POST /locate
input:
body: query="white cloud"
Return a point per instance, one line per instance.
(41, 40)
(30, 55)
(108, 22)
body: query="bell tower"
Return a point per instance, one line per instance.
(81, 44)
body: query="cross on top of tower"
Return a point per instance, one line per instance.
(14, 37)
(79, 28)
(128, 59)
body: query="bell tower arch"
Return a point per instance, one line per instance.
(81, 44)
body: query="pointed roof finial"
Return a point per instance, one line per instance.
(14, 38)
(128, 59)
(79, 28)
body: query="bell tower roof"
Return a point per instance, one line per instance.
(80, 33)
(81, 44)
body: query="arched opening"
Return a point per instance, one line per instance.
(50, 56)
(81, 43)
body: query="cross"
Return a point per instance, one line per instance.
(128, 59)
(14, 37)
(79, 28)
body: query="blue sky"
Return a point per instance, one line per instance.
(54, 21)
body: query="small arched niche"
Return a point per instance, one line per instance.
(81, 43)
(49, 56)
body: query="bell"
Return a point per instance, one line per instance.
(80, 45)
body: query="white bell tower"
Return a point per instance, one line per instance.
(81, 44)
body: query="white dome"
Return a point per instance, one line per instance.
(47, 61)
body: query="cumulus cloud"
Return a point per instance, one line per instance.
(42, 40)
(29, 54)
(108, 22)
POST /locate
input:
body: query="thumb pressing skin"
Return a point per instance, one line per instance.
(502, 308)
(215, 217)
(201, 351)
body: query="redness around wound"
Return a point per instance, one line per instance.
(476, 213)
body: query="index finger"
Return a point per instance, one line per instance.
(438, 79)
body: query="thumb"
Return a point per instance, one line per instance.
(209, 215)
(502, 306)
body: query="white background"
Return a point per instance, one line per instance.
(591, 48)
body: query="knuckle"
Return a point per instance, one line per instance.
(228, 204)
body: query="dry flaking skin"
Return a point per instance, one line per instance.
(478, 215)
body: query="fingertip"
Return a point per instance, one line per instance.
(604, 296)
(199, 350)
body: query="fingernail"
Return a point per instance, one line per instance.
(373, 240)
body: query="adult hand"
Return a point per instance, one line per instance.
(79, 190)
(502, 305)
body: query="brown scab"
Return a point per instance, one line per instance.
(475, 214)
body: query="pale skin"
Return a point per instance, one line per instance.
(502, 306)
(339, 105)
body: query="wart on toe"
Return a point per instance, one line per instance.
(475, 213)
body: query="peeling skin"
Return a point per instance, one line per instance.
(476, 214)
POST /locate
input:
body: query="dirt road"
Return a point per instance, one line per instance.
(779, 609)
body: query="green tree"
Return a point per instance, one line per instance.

================

:: Problem ::
Please find every line in the items above that contains the word "cross", matching case, and copy each of those lines.

:: Problem solution ::
body: query="cross on top of tower"
body: query="cross"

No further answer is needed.